§ Source document:
The crisis engulfing IL&FS, or the Infrastructure Leasing and Financial Services Limited, has led to two phrases entering common usage in India. I do not recall “too big to fail” or “shadow bank” being used to describe the country’s financial affairs prior to the last two months.

“Too big to fail” became common parlance during the 2008 subprime crisis, with America’s treasury department and regulatory authorities, including the Federal Reserve and the Securities and Exchange Commission, employing it to justify bailing out sundry private investment entities. The underlying concept is simple: an entity has vast exposure across the financial ecosystem and, for whatever reason, it’s unable to meet its obligations; if it defaults, its creditors will also be unable to meet their obligations, leading to contagious defaults. So, rescue the sick entity.

Such a rescue is morally ambiguous. It usually involves forgiving the entity’s transgressions and places a financial burden on the rescuers, which generally means taxpayers and shareholders of other institutions being dragged into the mess. It may be the pragmatic thing to do, however, if indeed the entity is too big to fail.

“Shadow bank”, or shadow banking, is often used to describe informal or semiformal lenders in mainland China. Loosely, a shadow bank is an entity that offers financial services similar to a bank but without being part of the regulated banking system.

Shadow banks labour under one great disadvantage: they have a higher cost of funding. But the lack of regulatory oversight allows them to take on more risks than banks. So, they can cut corners and earn higher returns. They can also go bust more spectacularly.

In India until about a month ago, shadow banks were known as non-banking financial companies, or NBFCs. There are thousands of them and they come in all shapes and sizes. Some have specialised briefs and, often, a majority government shareholding. The Power Finance Corporation, for example, has the government as the majority shareholder and does what its name suggests. Ditto for the Rural Electrification Corporation. There’s HDFC, the premier and pioneering housing mortgage lender, and there are specialists in vehicle finance, hypothecating both commercial and personal vehicles. There are retail lenders offering easy monthly instalment schemes for people buying fridges, mobile phones, laptops, lawn mowers, doing house improvements. There are NBFCs lending against gold and NBFCs offering personal loans for varied purposes.

§ Dataset rows:
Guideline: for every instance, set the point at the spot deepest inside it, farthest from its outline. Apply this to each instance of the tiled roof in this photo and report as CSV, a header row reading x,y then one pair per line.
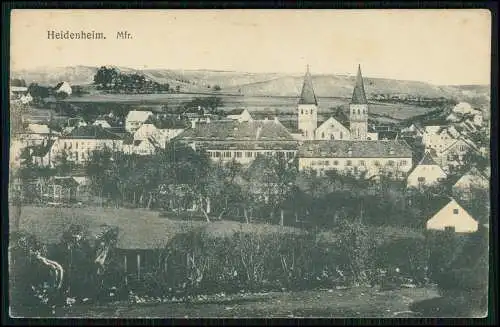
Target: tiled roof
x,y
261,130
354,149
307,96
248,145
41,150
427,160
92,132
358,95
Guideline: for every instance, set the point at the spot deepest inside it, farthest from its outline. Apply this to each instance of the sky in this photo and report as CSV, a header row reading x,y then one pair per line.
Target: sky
x,y
443,47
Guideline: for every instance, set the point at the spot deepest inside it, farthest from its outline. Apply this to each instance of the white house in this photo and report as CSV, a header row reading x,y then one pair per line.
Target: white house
x,y
101,122
463,108
63,87
79,144
472,179
454,155
240,115
437,138
135,119
426,173
453,217
374,158
140,147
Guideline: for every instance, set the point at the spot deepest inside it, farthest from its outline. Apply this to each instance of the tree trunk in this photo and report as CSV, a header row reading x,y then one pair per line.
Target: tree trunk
x,y
150,200
246,215
208,205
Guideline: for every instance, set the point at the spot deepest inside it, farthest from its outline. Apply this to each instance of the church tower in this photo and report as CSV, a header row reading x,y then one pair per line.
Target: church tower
x,y
308,108
358,109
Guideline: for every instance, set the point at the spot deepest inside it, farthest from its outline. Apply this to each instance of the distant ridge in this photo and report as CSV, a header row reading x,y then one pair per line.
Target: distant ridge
x,y
260,84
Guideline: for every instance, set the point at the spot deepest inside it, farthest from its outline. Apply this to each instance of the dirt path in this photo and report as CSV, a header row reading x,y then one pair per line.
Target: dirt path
x,y
325,303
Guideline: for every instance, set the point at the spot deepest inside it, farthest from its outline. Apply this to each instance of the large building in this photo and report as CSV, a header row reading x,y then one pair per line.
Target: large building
x,y
374,158
332,129
240,141
79,144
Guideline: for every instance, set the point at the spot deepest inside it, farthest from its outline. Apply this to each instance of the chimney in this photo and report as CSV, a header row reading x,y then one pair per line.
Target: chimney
x,y
259,130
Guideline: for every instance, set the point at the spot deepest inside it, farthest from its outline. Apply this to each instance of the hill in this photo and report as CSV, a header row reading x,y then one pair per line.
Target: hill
x,y
264,84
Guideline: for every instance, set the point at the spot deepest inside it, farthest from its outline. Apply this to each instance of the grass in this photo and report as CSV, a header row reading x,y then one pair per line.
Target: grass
x,y
349,303
139,228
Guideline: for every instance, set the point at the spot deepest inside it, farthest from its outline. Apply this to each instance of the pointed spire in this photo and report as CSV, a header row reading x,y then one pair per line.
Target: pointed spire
x,y
307,96
358,95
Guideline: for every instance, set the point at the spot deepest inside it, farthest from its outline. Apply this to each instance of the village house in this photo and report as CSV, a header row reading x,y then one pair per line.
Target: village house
x,y
20,94
142,147
426,173
241,141
374,158
135,119
471,180
79,144
241,115
101,121
41,153
437,138
160,135
453,217
332,129
36,134
63,87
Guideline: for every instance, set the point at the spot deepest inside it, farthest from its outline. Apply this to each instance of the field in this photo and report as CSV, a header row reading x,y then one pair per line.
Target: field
x,y
138,228
331,303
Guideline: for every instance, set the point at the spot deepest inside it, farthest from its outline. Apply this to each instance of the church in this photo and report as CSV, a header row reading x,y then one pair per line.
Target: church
x,y
332,129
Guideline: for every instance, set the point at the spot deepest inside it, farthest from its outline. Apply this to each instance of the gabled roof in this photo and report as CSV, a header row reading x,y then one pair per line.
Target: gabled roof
x,y
358,95
41,150
427,160
65,181
354,149
465,141
307,96
92,132
257,130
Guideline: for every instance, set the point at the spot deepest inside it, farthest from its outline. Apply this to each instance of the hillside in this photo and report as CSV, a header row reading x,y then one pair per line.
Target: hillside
x,y
263,84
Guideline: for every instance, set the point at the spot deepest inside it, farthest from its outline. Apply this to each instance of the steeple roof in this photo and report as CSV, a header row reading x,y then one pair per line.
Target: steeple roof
x,y
307,96
358,95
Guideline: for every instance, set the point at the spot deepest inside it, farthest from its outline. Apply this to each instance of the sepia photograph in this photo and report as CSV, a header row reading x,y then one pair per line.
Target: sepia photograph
x,y
249,163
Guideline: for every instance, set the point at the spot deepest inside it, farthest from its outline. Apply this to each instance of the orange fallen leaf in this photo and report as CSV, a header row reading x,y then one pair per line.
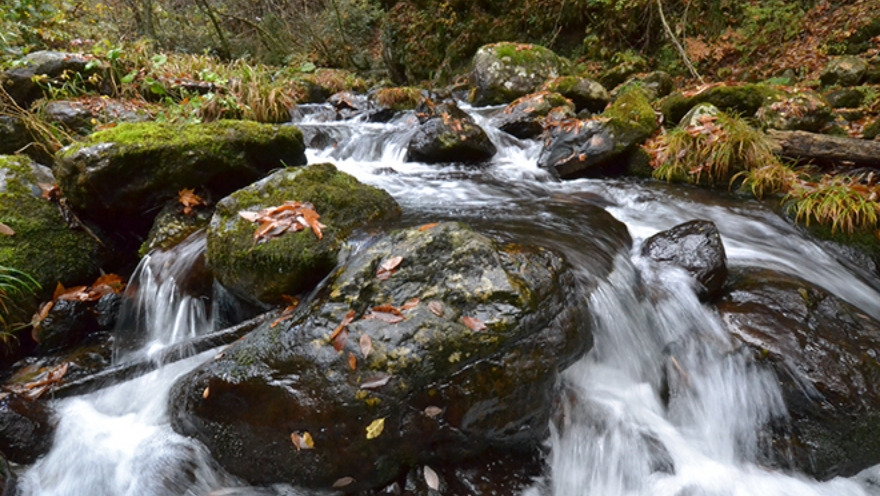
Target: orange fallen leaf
x,y
474,324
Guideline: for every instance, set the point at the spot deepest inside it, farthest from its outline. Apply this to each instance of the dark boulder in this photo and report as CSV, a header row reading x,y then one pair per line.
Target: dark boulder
x,y
526,116
576,148
293,261
824,353
472,361
503,72
448,134
696,247
121,177
26,428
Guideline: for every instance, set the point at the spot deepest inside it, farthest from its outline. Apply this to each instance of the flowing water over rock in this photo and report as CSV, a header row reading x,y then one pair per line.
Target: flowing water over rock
x,y
667,403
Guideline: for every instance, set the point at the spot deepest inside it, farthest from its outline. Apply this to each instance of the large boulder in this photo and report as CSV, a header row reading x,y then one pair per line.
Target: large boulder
x,y
743,99
526,116
431,344
696,247
824,353
585,93
848,70
121,177
294,261
577,148
503,72
37,70
44,246
448,134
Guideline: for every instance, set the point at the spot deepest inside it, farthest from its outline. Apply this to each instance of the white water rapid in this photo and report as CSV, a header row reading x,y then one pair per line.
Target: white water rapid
x,y
617,439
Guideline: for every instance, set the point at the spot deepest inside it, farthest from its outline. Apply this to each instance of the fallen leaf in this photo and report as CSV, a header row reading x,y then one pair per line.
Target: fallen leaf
x,y
366,345
432,479
436,308
342,482
376,382
302,441
474,324
433,411
375,428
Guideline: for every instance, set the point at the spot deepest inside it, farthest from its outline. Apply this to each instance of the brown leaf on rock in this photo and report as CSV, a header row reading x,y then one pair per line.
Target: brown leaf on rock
x,y
474,324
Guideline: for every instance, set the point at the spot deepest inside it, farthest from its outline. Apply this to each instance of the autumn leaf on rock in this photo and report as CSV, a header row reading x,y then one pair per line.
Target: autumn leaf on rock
x,y
474,324
189,199
375,428
302,441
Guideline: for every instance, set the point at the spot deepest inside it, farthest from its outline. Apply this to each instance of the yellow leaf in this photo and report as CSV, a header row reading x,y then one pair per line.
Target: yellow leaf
x,y
375,428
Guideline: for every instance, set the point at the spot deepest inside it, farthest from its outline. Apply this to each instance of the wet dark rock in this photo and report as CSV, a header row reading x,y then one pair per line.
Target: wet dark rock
x,y
448,134
445,387
800,111
848,70
525,117
58,67
824,353
121,177
575,148
696,247
503,72
585,93
14,136
294,261
26,428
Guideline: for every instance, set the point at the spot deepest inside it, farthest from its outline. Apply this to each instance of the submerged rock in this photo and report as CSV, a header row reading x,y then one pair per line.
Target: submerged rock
x,y
824,353
503,72
122,176
576,148
294,261
696,247
467,358
448,134
525,117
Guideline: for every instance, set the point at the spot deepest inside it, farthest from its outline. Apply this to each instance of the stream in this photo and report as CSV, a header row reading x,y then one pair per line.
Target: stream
x,y
617,430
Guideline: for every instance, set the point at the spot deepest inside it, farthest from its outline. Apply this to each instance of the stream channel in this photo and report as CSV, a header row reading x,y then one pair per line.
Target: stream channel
x,y
118,441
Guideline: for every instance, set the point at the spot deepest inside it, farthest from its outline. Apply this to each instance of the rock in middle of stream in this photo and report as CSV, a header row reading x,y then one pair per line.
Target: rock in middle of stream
x,y
430,345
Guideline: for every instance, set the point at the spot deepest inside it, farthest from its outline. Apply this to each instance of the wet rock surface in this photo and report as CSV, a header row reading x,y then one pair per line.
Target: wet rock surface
x,y
697,248
467,359
824,353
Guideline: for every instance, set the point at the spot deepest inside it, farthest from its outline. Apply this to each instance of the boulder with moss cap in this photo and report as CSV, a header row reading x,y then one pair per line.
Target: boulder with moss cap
x,y
472,361
503,72
294,261
121,177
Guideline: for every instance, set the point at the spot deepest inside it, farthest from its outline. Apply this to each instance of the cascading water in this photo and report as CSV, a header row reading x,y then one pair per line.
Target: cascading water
x,y
615,434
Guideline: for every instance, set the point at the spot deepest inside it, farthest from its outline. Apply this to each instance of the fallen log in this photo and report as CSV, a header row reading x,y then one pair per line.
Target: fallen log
x,y
127,371
824,149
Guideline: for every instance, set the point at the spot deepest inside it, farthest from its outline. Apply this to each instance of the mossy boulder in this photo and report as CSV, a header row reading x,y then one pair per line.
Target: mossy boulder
x,y
471,362
585,93
294,261
48,68
848,70
799,111
44,245
526,116
448,134
576,148
743,99
121,177
503,72
823,352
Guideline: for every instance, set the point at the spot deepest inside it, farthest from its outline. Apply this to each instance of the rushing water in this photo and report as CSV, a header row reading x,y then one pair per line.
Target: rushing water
x,y
616,436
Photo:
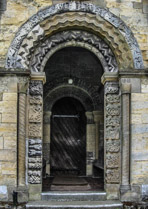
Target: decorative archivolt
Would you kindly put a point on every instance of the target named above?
(86, 40)
(71, 15)
(69, 91)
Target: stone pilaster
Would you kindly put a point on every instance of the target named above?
(90, 143)
(125, 98)
(35, 134)
(46, 141)
(98, 118)
(22, 134)
(112, 134)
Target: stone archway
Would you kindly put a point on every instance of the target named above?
(37, 32)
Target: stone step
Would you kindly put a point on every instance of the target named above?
(75, 205)
(73, 196)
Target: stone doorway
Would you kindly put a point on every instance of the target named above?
(68, 138)
(73, 136)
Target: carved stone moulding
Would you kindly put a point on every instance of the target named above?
(101, 48)
(35, 99)
(111, 88)
(112, 133)
(35, 147)
(113, 98)
(112, 121)
(35, 87)
(112, 146)
(112, 109)
(34, 176)
(35, 113)
(35, 130)
(113, 176)
(112, 160)
(48, 12)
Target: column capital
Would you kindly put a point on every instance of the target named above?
(125, 88)
(39, 76)
(98, 116)
(47, 117)
(109, 77)
(23, 87)
(90, 117)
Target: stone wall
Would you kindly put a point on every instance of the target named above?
(132, 12)
(8, 134)
(139, 137)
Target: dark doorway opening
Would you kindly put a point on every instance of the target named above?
(68, 138)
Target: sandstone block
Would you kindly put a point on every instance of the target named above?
(8, 128)
(1, 142)
(139, 107)
(137, 97)
(8, 107)
(3, 193)
(7, 155)
(8, 168)
(35, 192)
(112, 191)
(9, 97)
(144, 117)
(10, 142)
(136, 119)
(8, 180)
(145, 6)
(9, 118)
(137, 5)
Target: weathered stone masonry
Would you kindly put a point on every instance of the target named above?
(118, 47)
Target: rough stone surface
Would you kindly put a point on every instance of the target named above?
(139, 140)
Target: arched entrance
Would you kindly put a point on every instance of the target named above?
(108, 37)
(73, 99)
(68, 138)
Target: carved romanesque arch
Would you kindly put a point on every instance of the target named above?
(67, 91)
(40, 26)
(74, 38)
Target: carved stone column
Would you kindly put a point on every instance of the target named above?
(22, 134)
(125, 92)
(90, 143)
(46, 141)
(35, 134)
(98, 118)
(112, 135)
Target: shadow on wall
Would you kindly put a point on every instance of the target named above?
(3, 5)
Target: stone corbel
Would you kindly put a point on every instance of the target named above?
(109, 77)
(39, 76)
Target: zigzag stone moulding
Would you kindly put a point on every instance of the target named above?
(35, 132)
(13, 58)
(102, 48)
(112, 134)
(88, 22)
(66, 91)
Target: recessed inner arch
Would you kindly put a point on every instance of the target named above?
(73, 77)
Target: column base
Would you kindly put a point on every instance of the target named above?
(130, 193)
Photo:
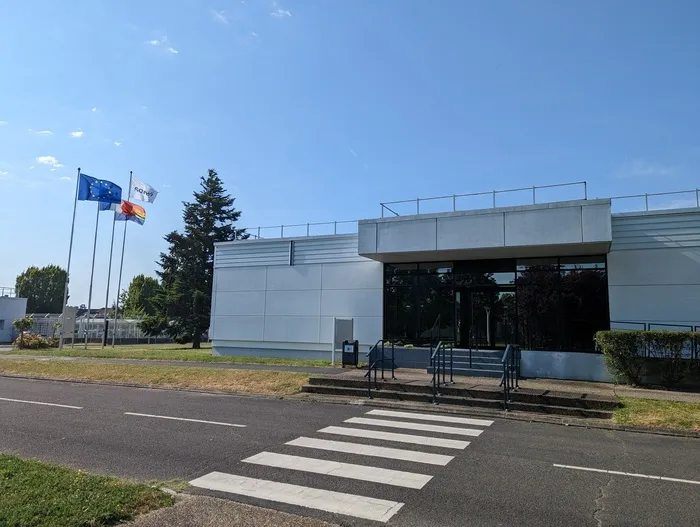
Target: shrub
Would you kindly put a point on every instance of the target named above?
(633, 355)
(622, 354)
(33, 341)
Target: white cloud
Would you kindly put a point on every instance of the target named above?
(279, 12)
(643, 168)
(220, 16)
(48, 160)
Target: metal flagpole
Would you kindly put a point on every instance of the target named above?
(92, 273)
(109, 276)
(121, 265)
(70, 251)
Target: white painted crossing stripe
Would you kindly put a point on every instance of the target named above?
(415, 426)
(399, 438)
(184, 419)
(631, 474)
(432, 417)
(324, 500)
(397, 478)
(372, 451)
(42, 404)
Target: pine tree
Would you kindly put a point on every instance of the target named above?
(187, 269)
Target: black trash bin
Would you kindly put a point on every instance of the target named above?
(351, 351)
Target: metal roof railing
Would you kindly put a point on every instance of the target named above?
(332, 227)
(687, 202)
(492, 193)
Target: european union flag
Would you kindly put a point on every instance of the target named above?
(93, 189)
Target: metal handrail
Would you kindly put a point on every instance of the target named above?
(372, 365)
(493, 193)
(511, 372)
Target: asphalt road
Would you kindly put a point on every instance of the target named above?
(506, 476)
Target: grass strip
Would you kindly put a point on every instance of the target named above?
(164, 352)
(41, 495)
(658, 414)
(228, 380)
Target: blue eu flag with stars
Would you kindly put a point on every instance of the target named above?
(93, 189)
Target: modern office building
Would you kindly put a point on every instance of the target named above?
(546, 276)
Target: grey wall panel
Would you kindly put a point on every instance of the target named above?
(295, 303)
(671, 304)
(252, 253)
(298, 329)
(238, 327)
(239, 303)
(656, 230)
(367, 238)
(367, 274)
(240, 278)
(671, 266)
(351, 302)
(472, 231)
(408, 235)
(544, 227)
(294, 277)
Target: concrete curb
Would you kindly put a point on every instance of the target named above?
(344, 400)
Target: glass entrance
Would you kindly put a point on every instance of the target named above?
(485, 317)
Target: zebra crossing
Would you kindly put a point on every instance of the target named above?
(382, 438)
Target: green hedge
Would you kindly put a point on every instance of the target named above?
(635, 355)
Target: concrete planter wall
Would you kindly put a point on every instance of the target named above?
(564, 365)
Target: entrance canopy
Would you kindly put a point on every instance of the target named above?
(565, 228)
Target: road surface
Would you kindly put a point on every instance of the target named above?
(356, 465)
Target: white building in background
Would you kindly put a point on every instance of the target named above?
(11, 308)
(546, 276)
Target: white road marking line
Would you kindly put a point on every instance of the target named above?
(631, 474)
(372, 451)
(432, 417)
(415, 426)
(397, 478)
(42, 404)
(399, 438)
(184, 419)
(324, 500)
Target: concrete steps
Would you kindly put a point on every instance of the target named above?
(490, 397)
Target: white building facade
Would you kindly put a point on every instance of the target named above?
(544, 276)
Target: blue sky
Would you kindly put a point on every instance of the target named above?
(317, 110)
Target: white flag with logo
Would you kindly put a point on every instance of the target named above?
(141, 191)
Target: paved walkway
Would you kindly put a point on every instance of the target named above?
(599, 389)
(311, 370)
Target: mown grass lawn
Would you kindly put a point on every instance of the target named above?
(659, 414)
(217, 379)
(34, 494)
(163, 352)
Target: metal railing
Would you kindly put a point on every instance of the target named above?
(688, 202)
(374, 362)
(438, 361)
(315, 228)
(492, 193)
(306, 228)
(511, 372)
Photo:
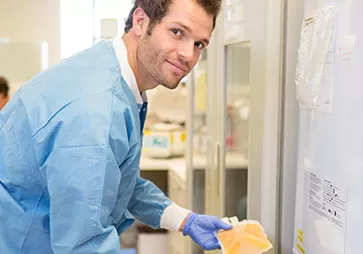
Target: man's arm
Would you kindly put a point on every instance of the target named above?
(82, 177)
(150, 205)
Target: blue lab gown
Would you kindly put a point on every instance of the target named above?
(70, 143)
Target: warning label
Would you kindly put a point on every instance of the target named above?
(327, 199)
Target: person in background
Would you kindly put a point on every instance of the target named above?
(4, 92)
(69, 161)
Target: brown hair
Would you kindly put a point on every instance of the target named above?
(4, 86)
(157, 9)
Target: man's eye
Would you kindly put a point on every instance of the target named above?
(199, 45)
(176, 31)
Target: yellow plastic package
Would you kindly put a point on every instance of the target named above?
(246, 237)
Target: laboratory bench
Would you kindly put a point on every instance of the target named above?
(170, 176)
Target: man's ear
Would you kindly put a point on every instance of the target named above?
(140, 22)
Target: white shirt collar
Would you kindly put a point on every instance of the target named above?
(126, 71)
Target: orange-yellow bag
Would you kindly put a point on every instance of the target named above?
(246, 237)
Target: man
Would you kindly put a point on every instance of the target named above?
(70, 139)
(4, 92)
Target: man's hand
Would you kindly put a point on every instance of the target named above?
(202, 229)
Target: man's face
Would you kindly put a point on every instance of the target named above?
(3, 100)
(175, 44)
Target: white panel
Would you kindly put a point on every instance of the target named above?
(331, 148)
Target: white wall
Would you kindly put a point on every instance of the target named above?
(32, 21)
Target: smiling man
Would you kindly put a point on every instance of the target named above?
(70, 139)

§ Written tasks:
**1)** For each of the statements (a), (b) and (c), decide whether the article on shadow banking in India supports it. Answer yes or no, and quote the words from the article that settle it.
(a) Shadow banks pay less for their funding than banks do.
(b) The government is the majority shareholder of the Power Finance Corporation.
(c) The phrase "too big to fail" came into common use during the 2008 subprime crisis.
**2)** Please extend the article on shadow banking in India, picking up right after its final sentence.

§ Solved tasks:
**1)**
(a) No: "they have a higher cost of funding."
(b) Yes: "The Power Finance Corporation, for example, has the government as the majority shareholder"
(c) Yes: "“Too big to fail” became common parlance during the 2008 subprime crisis"

**2)**
One key area of NBFC operations is infrastructure financing. There are inherent technical and historical reasons banks are wary of infrastructure. Most bank funding is short to medium term, consisting of demand deposits (savings accounts that can be liquidated anytime) and fixed deposits ranging from 30 days to about five years. Banks have sector exposure and company exposure limits, that is, they cannot lend more than a certain percentage of their resources to one sector, or to a single entity.

Infrastructure projects are long-gestation and high-risk. It takes years to lay a major road, build a port terminal, roll out a telecom network, begin a mining operation, or set up a power plant. They are capital-intensive, requiring vast sums of money, and the returns are zero until the project is up and running. There are political hurdles since land acquisition and regulatory clearances are always involved. The assets of an unfinished project – a half-built bridge, or a stalled power plant – are often worthless, so the lender can recover nothing by seizing assets. There are legal complications involved in seizing assets anyway. That is quite apart from the usual endemic contractual disputes.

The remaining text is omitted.